* [Given records]

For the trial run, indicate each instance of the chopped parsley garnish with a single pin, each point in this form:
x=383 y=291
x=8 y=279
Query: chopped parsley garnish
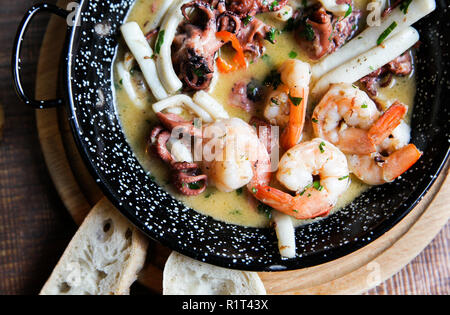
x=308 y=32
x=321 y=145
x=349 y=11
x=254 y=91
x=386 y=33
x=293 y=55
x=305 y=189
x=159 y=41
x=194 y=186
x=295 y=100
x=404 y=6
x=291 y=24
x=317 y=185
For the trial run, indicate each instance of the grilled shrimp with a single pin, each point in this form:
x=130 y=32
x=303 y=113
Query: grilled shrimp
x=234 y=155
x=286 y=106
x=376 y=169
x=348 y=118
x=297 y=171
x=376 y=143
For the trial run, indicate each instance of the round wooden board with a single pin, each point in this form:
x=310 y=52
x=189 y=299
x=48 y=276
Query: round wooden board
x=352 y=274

* * *

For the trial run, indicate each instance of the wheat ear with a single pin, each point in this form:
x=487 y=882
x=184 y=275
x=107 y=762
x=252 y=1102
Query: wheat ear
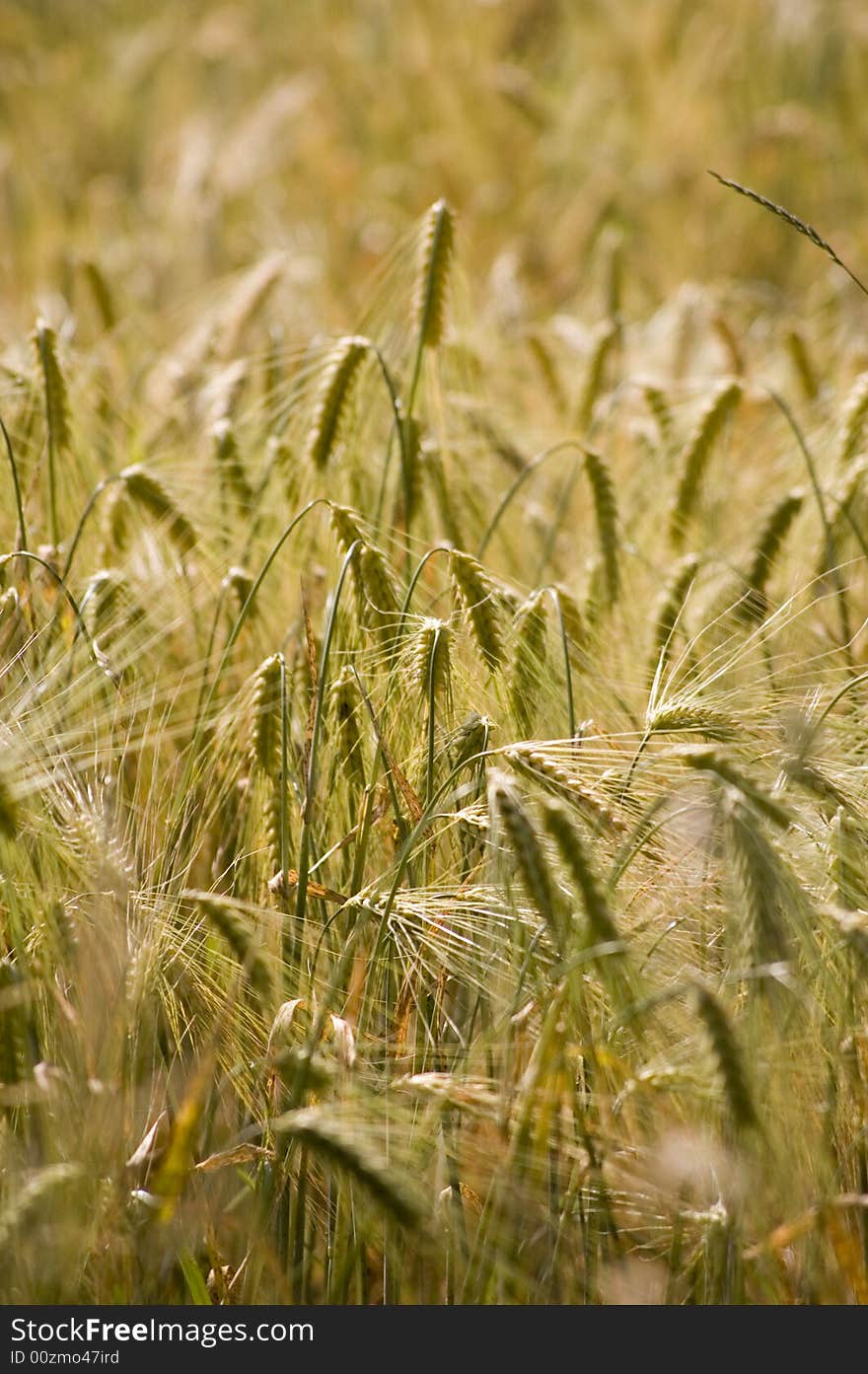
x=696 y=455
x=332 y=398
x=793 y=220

* [Request]
Copy out everything from the line containing "For the trial run, indicate each instance of the wheat" down to the line containing "x=793 y=220", including both of those lines. Leave the pictures out.

* [Solution to the problem]
For the trial run, indicate each instance of the wheat ear with a single pin, each point in this form:
x=487 y=882
x=184 y=275
x=107 y=762
x=252 y=1102
Query: wheat ear
x=696 y=455
x=332 y=398
x=793 y=220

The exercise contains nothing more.